"""

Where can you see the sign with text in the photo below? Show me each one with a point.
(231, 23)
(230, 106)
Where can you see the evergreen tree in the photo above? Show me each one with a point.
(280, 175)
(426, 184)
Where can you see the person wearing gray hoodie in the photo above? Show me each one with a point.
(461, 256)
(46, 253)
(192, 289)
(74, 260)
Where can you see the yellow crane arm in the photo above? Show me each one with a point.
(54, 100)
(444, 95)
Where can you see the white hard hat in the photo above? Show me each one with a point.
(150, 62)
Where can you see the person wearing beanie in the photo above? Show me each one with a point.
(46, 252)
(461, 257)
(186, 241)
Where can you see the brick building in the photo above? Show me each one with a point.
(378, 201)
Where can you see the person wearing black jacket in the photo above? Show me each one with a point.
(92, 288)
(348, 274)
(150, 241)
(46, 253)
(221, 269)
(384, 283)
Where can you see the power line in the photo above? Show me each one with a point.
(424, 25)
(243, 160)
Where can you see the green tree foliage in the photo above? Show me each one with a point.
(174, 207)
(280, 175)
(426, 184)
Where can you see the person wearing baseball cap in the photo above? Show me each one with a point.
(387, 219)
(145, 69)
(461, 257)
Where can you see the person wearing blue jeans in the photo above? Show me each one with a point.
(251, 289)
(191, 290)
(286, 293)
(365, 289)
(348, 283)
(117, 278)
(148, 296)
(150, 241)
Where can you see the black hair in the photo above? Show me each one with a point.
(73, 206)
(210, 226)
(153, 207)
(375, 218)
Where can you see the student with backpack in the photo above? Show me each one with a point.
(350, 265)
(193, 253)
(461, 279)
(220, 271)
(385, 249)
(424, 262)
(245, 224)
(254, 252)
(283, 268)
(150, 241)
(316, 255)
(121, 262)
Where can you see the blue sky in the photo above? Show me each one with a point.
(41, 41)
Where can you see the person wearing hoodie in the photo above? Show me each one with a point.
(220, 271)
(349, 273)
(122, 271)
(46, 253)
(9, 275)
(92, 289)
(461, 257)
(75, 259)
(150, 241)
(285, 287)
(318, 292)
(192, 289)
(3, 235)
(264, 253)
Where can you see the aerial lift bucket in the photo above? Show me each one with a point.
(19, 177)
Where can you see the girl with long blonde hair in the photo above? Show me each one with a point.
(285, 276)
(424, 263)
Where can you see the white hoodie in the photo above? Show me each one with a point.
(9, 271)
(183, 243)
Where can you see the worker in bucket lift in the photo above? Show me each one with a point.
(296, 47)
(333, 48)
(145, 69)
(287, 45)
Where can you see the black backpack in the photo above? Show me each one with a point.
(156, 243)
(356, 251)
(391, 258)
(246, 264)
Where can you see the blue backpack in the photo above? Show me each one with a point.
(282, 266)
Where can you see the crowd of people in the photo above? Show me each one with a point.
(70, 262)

"""

▶ [Aim of the task] Print the listing above in its entirety, with every line exact.

▶ [Answer area]
Where can you see the sign with text in the photo below? Show me each one with a point.
(231, 23)
(230, 106)
Where can you see the evergreen tree in the photo above? Show me each one with a point.
(280, 175)
(426, 184)
Where can you see the person wearing gray hoodie in the photo above? Show me each one with a point.
(461, 256)
(46, 253)
(192, 289)
(74, 260)
Where can you see the yellow crane arm in the photo above? Show me each one with a point.
(54, 100)
(444, 95)
Where can you see the white hard hat in the photo above? Show me each one with a point.
(150, 62)
Where can you see the person wearing beanie in the photo above? Show me each one with a point.
(46, 252)
(461, 257)
(186, 241)
Where can you see the brick building in the photo above? Show me each one with a point.
(378, 201)
Where can you see the person wearing black jacket in the photo above? Show me each one with a point.
(92, 288)
(348, 274)
(150, 241)
(46, 253)
(221, 269)
(384, 283)
Where can you see the power line in the photo above? Show me each one with a point.
(424, 25)
(243, 160)
Where can you see the green tree foliage in the photo above? Show me each one with a point.
(174, 207)
(280, 175)
(426, 184)
Where can you see the person wearing baseball cap in the photo above? Show me each one with a point.
(387, 219)
(145, 69)
(461, 257)
Where can you see the person wearing blue jeans in the photo above? Show me each one with a point.
(251, 289)
(191, 290)
(286, 293)
(365, 289)
(348, 283)
(117, 278)
(148, 296)
(150, 241)
Where can you see the black hair in the photo above? Show me each one with a point.
(73, 206)
(210, 226)
(153, 207)
(375, 218)
Where can you see the student with backpack in the photo above? Show me each one with a point.
(350, 265)
(193, 253)
(461, 279)
(220, 271)
(385, 249)
(424, 262)
(245, 224)
(254, 252)
(283, 268)
(150, 241)
(316, 255)
(121, 262)
Where can you see the blue sky in the photo above? Show me each one with a point.
(41, 41)
Where can you see the person wearing hoodie in the photo above? Show me each one with a point.
(220, 271)
(349, 273)
(122, 271)
(46, 253)
(9, 275)
(92, 289)
(461, 257)
(75, 259)
(150, 241)
(285, 287)
(318, 292)
(192, 289)
(3, 235)
(264, 253)
Where can you see the aerial lift bucket in the photo above? Show me each one with a point.
(19, 177)
Where can you see the girl with long blonde hair in the photo above? Show me each one with a point.
(285, 276)
(424, 263)
Where can you see the white hoodie in the photo above? Show me each one with a point.
(9, 271)
(183, 243)
Where can you see the worker in bucket lift in the photo above? Show me each one with a point.
(296, 47)
(333, 48)
(145, 69)
(287, 45)
Where can you see the black backpack in the photo above? Show me each one with a point.
(156, 243)
(356, 251)
(391, 258)
(246, 264)
Where can you see the blue backpack in the photo above? Show me each one with a point.
(282, 266)
Where can you see the crowd of people in the photo above? Show me each one with a point.
(70, 262)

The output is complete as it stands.